- **STATED PROBLEM**
Count the lines in the data below that contain "instance". Reply with only the number.

- **STORED RECORDS**
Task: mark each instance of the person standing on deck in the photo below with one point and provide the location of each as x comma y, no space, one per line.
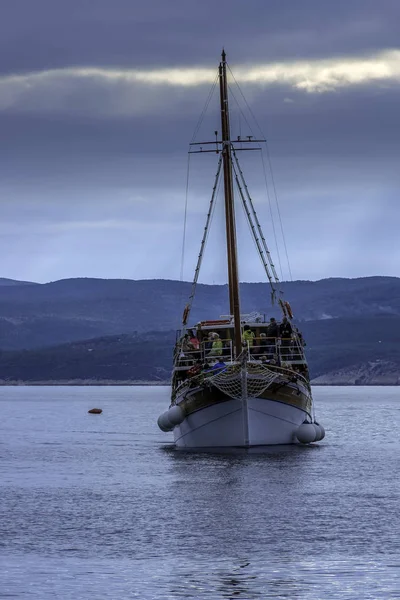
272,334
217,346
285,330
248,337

==

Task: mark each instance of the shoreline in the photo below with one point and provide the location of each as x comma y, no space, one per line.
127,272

- **WORKED SOLUTION**
2